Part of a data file
- - - - - - -

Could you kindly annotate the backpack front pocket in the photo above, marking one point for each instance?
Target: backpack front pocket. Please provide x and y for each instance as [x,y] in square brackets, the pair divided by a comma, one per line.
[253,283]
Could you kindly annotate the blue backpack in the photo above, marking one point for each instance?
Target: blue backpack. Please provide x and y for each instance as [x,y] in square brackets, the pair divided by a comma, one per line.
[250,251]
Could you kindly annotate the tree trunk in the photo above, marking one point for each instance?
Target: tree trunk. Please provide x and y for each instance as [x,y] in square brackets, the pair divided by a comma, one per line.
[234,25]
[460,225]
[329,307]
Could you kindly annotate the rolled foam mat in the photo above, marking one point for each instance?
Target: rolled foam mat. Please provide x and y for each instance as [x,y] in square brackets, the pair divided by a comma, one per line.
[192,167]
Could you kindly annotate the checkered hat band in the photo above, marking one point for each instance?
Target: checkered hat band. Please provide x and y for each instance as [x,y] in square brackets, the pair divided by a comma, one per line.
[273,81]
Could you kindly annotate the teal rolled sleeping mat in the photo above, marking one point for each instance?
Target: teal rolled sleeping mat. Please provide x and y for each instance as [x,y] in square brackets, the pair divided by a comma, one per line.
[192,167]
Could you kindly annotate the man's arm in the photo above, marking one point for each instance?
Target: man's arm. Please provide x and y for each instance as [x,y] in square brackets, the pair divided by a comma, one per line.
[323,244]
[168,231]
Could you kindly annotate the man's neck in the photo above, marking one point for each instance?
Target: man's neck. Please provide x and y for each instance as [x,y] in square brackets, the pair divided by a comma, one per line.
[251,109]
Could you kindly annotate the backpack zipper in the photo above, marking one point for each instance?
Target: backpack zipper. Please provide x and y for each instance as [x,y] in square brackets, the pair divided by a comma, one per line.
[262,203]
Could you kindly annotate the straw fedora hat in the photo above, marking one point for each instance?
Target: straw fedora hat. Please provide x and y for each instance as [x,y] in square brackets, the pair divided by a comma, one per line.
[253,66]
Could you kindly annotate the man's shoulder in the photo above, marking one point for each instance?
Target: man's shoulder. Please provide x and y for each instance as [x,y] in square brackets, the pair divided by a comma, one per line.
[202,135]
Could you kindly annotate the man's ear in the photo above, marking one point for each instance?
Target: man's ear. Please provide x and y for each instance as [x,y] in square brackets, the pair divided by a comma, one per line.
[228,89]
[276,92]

- - - - - - -

-- Instructions to follow --
Please give every line of the records above as a Markdown table with two columns, Row and Line. Number the rows and leave out any blank lines.

-- Exercise response --
| Row | Line |
|---|---|
| 1 | Could you kindly annotate the backpack front pocket in the photo above, marking one point for each instance? |
| 2 | Target: backpack front pocket. Please provide x and y for each instance as [x,y] in square brackets, the pair divided by a comma, one per line. |
| 3 | [253,283] |
| 4 | Could you kindly annotate the blue backpack in the photo above, marking one point for each instance? |
| 5 | Target: blue backpack. Please provide x and y for each instance as [x,y] in square brackets, the pair divided by a comma, one per line. |
| 6 | [250,251] |
| 7 | Could you kindly annotate the tree trunk in the photo above, marking one point for each instance? |
| 8 | Target: tree trunk. Please provide x and y for each instance as [x,y] in square brackets, the pair divided by a comma, one per line. |
| 9 | [234,25] |
| 10 | [460,225] |
| 11 | [329,307] |
| 12 | Could you kindly annotate the rolled foam mat in the photo above, marking one point for each instance? |
| 13 | Target: rolled foam mat. Please provide x and y for each instance as [x,y] in square brackets, the pair divided by a comma, one per line. |
| 14 | [192,167] |
| 15 | Could you kindly annotate the checkered hat band in the photo above, marking one point for each instance? |
| 16 | Target: checkered hat band. Please provide x and y for each instance as [x,y] in square brackets, the pair divided by a comma, one per line. |
| 17 | [273,81] |
| 18 | Could you kindly annotate the teal rolled sleeping mat in the photo above, marking one point for each instance? |
| 19 | Target: teal rolled sleeping mat. Please provide x and y for each instance as [x,y] in square brackets, the pair divided by a comma, one per line. |
| 20 | [192,167] |
| 21 | Could you kindly annotate the man's arm in the photo above, marking one point for each instance? |
| 22 | Target: man's arm. Please provide x and y for each instance as [x,y] in square brackets, the pair divided by a comma, one per line. |
| 23 | [323,244] |
| 24 | [168,231] |
| 25 | Could you kindly annotate the man's neck in the photo above, marking one point for each instance? |
| 26 | Target: man's neck. Please provide x and y for each instance as [x,y] in square brackets, the pair divided by a comma, one per line. |
| 27 | [251,109] |
| 28 | Could you kindly annotate the backpack zipper in the photo above, marking one point for each instance? |
| 29 | Target: backpack zipper. Please provide x and y for each instance as [x,y] in square brackets, the pair divided by a comma, one per line. |
| 30 | [262,203] |
| 31 | Could you kindly annotate the straw fedora hat in the photo above, marking one point for each instance? |
| 32 | Target: straw fedora hat. Please provide x and y for each instance as [x,y] in square brackets, the pair divided by a comma, one per line. |
| 33 | [253,66] |
| 34 | Could you kindly annotate the man's shoulder in the photo above, marking one point for each instance? |
| 35 | Target: man's shoulder. Please provide x and y for each instance as [x,y] in square brackets, the pair divided by a comma, one per line. |
| 36 | [202,135] |
| 37 | Could you kindly annotate the man's ear in the photo above, marking one point for each instance? |
| 38 | Target: man's ear. Please provide x and y for each instance as [x,y] in square brackets, the pair divided by a comma, one per line. |
| 39 | [228,89] |
| 40 | [276,92] |